**WHAT IS NEEDED**
Could you set down exactly the lines in the records below between the line holding "Target: overcast sky" and the line holding "Reviewer note. Check that each instance of the brown roof", inclusive?

**DATA**
=== Begin Enclosure ===

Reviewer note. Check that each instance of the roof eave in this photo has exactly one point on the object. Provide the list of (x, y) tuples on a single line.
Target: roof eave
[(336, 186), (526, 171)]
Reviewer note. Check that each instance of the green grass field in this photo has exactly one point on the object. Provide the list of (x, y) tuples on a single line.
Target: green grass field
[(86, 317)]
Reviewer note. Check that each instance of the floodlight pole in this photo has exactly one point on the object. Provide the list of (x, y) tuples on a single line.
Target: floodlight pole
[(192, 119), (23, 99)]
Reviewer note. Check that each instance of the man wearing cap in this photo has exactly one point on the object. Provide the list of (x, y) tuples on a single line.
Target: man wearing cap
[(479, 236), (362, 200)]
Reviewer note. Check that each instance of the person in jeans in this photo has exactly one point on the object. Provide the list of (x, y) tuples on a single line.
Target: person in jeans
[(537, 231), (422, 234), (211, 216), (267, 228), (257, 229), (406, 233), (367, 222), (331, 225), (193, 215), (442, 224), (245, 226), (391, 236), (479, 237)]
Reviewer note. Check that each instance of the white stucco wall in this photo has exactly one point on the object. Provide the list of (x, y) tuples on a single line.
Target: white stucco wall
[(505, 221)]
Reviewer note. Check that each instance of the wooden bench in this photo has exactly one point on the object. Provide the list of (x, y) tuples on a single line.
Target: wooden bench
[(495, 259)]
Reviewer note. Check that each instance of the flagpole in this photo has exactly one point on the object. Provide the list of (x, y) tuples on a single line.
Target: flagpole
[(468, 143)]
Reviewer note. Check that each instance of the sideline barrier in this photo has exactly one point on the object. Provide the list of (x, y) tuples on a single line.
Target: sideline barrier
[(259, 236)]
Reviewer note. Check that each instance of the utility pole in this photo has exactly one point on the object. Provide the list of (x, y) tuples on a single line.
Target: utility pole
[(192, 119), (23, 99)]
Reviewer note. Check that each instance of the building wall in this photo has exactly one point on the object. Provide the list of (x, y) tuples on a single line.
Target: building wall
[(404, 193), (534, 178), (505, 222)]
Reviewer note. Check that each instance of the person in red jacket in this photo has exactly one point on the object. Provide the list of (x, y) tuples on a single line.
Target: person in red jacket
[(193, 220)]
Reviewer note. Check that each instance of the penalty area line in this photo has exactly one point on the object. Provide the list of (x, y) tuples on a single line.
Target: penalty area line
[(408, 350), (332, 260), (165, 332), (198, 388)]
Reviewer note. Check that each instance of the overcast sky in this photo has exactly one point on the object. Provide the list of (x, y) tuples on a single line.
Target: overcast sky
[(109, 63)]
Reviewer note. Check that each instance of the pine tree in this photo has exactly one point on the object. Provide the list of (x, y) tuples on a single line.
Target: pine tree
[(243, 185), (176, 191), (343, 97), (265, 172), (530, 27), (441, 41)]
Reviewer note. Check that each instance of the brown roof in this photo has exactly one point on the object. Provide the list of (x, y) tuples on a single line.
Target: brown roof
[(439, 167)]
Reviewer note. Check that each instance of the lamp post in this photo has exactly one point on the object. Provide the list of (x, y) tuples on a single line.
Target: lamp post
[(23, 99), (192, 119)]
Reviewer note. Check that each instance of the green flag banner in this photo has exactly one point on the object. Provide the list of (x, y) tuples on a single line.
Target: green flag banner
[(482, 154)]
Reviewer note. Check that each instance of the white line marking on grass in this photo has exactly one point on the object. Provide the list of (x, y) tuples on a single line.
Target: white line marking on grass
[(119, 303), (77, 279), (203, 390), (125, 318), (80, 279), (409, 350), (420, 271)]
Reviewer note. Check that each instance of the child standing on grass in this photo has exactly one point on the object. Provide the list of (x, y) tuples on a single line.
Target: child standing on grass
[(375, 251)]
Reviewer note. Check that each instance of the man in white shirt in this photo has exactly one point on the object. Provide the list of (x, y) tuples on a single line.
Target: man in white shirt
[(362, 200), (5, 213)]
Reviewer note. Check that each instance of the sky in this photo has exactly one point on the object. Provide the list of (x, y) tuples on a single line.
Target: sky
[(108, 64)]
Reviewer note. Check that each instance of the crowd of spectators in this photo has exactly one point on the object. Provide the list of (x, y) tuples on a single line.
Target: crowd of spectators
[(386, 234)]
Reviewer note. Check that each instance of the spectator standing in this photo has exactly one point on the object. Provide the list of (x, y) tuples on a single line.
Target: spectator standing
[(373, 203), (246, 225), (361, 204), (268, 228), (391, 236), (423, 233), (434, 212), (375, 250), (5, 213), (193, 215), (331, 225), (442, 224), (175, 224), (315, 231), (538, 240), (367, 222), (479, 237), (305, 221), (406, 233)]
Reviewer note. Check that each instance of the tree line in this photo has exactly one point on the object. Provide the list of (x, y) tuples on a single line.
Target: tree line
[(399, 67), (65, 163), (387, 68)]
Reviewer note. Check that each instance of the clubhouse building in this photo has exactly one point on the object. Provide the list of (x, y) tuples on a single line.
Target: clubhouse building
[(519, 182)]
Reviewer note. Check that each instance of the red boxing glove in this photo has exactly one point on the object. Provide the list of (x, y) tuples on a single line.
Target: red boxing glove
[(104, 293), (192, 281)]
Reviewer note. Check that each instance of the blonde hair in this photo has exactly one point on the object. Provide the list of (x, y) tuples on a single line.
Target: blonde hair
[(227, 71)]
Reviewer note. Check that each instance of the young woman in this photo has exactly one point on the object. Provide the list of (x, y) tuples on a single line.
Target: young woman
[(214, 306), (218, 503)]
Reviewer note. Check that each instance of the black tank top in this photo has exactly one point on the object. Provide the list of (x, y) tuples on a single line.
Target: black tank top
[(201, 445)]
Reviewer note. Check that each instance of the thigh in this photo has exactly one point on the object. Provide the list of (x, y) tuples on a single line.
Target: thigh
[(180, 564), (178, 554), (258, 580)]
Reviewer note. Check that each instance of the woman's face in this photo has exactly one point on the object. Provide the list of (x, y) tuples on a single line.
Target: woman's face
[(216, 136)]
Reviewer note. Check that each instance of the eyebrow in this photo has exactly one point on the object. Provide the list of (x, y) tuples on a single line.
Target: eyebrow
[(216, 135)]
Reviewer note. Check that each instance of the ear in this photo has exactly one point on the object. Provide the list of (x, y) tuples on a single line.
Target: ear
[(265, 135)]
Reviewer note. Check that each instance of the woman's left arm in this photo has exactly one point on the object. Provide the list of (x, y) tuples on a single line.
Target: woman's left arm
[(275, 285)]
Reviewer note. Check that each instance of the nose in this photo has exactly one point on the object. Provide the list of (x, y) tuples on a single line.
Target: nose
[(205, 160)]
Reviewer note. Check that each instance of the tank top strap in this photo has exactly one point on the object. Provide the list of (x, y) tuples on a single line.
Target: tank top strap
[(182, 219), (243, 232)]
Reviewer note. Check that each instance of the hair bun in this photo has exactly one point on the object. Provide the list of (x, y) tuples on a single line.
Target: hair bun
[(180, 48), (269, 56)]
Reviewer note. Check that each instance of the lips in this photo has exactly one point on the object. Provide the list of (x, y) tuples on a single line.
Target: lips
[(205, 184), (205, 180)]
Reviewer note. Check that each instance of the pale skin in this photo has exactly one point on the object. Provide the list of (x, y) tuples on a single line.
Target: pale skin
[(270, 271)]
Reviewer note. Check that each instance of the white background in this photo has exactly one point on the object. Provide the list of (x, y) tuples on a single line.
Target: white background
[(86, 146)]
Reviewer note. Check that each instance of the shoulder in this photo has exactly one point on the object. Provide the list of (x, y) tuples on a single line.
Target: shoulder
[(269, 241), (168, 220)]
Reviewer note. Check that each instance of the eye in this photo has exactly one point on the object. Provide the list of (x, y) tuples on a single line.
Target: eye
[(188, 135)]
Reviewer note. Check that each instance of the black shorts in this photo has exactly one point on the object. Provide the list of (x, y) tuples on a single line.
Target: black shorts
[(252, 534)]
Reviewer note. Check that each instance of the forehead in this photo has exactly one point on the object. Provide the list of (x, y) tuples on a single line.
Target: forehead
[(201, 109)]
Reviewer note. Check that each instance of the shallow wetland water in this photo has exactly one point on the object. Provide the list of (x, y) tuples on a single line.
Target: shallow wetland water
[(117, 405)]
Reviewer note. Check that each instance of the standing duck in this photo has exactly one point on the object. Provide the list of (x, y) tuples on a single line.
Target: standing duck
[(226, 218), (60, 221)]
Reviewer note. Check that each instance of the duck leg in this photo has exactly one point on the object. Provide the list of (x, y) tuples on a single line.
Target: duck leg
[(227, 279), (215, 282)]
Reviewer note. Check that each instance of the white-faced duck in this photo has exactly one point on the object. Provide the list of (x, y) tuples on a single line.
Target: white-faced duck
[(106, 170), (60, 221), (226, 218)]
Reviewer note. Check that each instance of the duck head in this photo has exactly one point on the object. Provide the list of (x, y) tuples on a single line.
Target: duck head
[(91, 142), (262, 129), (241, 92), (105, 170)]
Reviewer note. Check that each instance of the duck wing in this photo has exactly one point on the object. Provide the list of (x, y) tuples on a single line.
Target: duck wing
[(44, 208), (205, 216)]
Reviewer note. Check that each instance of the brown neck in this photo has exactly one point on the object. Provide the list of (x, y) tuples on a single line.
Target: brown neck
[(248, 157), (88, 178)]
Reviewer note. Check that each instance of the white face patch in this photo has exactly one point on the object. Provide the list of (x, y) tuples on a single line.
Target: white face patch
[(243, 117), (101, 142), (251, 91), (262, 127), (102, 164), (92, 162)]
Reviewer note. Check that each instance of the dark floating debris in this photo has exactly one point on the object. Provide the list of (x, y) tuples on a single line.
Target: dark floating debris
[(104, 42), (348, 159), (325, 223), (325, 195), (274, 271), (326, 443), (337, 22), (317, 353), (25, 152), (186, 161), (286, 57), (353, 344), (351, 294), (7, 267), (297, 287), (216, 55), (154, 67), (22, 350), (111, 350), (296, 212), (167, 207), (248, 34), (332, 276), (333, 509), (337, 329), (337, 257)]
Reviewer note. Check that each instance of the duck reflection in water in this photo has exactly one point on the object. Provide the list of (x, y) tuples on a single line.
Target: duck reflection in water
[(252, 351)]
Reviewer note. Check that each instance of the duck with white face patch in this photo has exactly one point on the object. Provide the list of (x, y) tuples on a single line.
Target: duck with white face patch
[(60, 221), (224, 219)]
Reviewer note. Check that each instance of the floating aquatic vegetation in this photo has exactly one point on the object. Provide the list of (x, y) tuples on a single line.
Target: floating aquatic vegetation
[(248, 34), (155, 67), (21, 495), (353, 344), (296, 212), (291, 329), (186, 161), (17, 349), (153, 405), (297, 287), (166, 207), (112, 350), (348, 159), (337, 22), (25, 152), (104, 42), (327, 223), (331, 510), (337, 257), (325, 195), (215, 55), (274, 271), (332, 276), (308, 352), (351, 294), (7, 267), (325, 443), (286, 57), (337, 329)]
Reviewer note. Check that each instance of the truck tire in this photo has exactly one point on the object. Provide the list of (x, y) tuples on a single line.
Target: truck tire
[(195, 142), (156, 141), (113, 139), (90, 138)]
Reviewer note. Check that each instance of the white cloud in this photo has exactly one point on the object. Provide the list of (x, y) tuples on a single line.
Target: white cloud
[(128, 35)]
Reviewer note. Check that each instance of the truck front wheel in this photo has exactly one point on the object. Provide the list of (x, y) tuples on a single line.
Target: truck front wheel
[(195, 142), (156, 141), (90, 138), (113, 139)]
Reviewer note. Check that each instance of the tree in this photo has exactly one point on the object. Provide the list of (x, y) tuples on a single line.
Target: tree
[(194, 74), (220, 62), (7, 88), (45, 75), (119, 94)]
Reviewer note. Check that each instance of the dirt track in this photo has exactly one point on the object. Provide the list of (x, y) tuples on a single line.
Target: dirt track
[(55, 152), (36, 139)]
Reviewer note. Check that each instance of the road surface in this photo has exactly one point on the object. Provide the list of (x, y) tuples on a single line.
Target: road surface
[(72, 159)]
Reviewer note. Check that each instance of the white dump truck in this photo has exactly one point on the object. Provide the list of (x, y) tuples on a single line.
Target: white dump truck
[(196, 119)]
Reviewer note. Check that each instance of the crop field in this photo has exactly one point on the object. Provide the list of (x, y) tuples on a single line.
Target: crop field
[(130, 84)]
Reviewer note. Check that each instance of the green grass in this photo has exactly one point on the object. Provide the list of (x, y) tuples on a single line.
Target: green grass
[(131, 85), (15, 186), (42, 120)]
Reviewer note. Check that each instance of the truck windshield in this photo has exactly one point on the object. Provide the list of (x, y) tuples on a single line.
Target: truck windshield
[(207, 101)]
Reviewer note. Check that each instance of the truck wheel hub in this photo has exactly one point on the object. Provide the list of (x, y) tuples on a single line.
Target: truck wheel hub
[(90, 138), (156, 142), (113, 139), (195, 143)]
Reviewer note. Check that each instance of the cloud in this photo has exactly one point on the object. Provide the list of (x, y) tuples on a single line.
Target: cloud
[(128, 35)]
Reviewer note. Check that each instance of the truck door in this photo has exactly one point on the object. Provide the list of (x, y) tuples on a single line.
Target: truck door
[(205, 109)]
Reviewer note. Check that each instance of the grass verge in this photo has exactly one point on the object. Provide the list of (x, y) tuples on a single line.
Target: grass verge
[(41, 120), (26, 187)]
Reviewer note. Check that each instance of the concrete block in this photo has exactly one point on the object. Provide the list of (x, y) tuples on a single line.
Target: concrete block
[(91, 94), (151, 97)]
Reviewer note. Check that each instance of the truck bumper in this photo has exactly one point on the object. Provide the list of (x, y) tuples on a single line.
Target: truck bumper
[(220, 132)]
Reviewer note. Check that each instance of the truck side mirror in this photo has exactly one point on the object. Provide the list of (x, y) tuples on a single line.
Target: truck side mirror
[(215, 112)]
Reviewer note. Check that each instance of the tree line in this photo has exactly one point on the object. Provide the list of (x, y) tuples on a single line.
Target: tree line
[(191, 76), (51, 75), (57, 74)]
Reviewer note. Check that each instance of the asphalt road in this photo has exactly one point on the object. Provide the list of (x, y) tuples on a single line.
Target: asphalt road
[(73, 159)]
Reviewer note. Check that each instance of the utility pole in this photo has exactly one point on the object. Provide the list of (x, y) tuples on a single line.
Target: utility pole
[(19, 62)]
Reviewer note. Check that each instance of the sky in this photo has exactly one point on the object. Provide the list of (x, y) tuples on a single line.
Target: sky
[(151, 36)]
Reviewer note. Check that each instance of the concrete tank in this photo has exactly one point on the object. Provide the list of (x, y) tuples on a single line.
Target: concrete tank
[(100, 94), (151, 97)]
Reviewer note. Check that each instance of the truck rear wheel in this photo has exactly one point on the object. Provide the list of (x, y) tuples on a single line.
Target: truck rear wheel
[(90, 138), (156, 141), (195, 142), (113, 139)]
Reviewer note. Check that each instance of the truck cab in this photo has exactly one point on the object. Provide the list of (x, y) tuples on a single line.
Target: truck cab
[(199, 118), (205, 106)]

=== End Enclosure ===

**REPLY**
Target: overcast sky
[(109, 63)]
Reviewer note. Check that each instance of the pine tree in this photo has exactly one point on the object. Provide the list of (x, y) tuples on a single line.
Target: pine tree
[(243, 185), (176, 191), (343, 97), (265, 172), (530, 27), (441, 41)]
Reviewer note. Check that each instance of the brown roof in this photo has exactly one point on the object. Provide the list of (x, y) tuples on a single line.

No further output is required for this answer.